Content Marketing works for a lot of businesses, but it takes time.
When pursuing any new strategy, tactic, or method, we first apply the models, frameworks and learnings that made our past efforts successful. Campaigns are a part of the advertising world that content marketers seemed to have adopted by default.
Marketing campaigns make sense. At their core, campaigns define the terms and scope of marketing activities. They’re researched, planned, and executed within a time frame, with set costs and performance expectations. What’s not to like?
“Content marketing is not campaign marketing”
Robert Rose, of the Content Marketing Institute, in this ANA video, explains that “…successful content marketing is not supercharged campaign marketing,” and reduces his statement to “content marketing is not campaign marketing.”
The folks at the Content Marketing Institute aren’t the only ones saying this. You’ll find dozens of similar mentions on Twitter and in the blogosphere.
So… what’s wrong with campaigns? Why are content marketers opposed to campaigns? What do we do about it? To answer these questions, let’s first define the terms.
Content Marketing Campaigns vs. Programs
What Is A Content Marketing Campaign?
A marketing campaign is a coordinated, organized effort executed within a set time frame, usually targeting one business goal. Content marketing campaigns include both the creation and promotion of content.
A campaign plan often includes multiple distribution channels – blog, email, and social media are three of the most commonly used.
Sometimes campaigns include one piece of content that’s atomized and distributed, and sometimes campaigns include a series of content around a particular theme.
Why Are Campaigns Used In Content Marketing?
Campaigns make for compelling business cases because they typically serve one goal, they’re easy to measure, they include defined costs, scope and timeline, and there is a definite end date. The CFO isn’t going to lose their mind because they’ve agreed to a “marketing cost-center” that will spend cash and resources indefinitely.
Campaigns are often used because something has to be promoted to a target audience. The thing has already been made and it needs eyes on it. One common campaign “theme” centers around content that’s created to promote a new product.
++++++++++
Short problem 1: According to the content marketing article, which three distribution channels are among the most commonly used in a campaign plan?
Short problem 2: Please copy the stretch from "Campaigns make for" through "and resources indefinitely." of the content marketing article word for word.
Short problem 3: List each reason the content marketing article gives for why campaigns make compelling business cases.
++++++++++
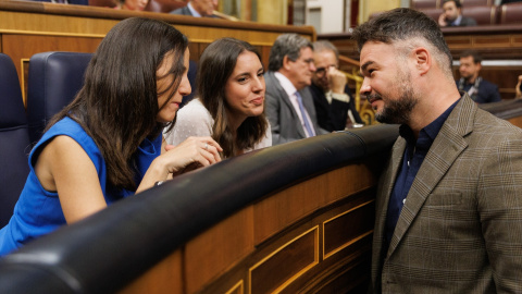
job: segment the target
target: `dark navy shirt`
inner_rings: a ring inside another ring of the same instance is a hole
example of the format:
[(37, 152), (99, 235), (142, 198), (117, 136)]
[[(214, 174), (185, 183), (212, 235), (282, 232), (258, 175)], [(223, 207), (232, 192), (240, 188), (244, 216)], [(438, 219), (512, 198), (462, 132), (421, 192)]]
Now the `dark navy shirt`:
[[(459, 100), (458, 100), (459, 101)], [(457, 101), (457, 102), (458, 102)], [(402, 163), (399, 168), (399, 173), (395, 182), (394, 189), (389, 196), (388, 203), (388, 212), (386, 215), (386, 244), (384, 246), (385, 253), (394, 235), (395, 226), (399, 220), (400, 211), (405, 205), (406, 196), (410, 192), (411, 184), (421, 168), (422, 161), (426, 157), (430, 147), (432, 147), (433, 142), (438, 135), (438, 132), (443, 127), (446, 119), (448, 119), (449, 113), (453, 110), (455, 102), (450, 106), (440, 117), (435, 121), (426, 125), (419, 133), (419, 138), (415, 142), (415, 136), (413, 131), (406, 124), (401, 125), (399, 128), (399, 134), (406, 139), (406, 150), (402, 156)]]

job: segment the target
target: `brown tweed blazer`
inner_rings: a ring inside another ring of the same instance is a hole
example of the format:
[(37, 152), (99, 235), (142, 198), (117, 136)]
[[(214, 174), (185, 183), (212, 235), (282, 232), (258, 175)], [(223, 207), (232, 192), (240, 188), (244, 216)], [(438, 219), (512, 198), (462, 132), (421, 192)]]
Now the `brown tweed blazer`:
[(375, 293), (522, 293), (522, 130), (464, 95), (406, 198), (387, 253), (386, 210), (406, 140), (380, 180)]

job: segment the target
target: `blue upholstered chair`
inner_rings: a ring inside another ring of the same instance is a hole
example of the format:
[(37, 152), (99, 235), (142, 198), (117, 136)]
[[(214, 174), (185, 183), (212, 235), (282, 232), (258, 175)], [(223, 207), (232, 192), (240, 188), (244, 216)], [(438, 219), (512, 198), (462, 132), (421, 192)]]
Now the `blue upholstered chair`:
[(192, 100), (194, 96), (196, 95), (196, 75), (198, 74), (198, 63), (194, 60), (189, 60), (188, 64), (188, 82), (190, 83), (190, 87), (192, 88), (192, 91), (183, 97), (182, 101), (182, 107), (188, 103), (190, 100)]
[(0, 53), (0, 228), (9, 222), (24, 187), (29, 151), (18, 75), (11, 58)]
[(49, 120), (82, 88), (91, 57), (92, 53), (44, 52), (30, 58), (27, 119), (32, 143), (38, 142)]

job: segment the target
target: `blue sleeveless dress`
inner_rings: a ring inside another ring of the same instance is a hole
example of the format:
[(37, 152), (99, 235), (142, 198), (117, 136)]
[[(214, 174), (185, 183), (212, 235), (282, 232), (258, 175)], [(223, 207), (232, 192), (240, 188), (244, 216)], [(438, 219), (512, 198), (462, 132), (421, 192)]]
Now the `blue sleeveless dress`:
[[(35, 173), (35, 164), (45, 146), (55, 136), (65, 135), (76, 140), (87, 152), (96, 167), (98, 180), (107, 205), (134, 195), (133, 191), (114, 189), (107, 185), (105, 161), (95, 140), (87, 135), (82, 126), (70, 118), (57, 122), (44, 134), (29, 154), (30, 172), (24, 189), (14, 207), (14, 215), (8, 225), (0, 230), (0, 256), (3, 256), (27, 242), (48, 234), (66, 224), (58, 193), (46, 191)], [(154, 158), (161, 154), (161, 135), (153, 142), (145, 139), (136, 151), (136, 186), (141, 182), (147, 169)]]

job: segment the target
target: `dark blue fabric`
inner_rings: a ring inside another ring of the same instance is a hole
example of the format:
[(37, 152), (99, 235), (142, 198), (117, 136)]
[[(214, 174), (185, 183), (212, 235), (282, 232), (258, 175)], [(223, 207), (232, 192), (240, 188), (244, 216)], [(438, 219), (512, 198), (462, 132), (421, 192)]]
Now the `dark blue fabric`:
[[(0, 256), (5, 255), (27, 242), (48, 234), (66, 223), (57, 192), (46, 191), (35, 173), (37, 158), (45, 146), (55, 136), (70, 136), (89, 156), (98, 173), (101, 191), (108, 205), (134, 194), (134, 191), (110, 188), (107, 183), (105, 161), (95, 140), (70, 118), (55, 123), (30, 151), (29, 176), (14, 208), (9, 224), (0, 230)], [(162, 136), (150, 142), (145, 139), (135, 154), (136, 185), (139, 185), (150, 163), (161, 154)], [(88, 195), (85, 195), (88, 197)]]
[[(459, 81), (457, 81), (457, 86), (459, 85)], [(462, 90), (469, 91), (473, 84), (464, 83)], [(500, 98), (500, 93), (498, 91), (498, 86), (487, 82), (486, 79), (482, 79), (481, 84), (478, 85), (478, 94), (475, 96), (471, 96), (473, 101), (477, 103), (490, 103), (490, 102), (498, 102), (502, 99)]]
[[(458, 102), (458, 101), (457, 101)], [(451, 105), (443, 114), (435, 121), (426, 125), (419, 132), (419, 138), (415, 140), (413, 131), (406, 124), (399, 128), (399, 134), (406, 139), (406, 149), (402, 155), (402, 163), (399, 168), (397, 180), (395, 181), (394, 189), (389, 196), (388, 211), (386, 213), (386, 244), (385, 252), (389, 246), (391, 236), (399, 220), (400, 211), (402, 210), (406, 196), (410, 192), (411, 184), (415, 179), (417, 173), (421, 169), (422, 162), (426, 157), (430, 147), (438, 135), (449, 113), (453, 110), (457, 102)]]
++++++++++
Exercise output 1: Blog, email, and social media.

Exercise output 2:
Campaigns make for compelling business cases because they typically serve one goal, they’re easy to measure, they include defined costs, scope and timeline, and there is a definite end date. The CFO isn’t going to lose their mind because they’ve agreed to a “marketing cost-center” that will spend cash and resources indefinitely.

Exercise output 3:
- They typically serve one goal.
- They're easy to measure.
- They include defined costs, scope and timeline.
- There is a definite end date.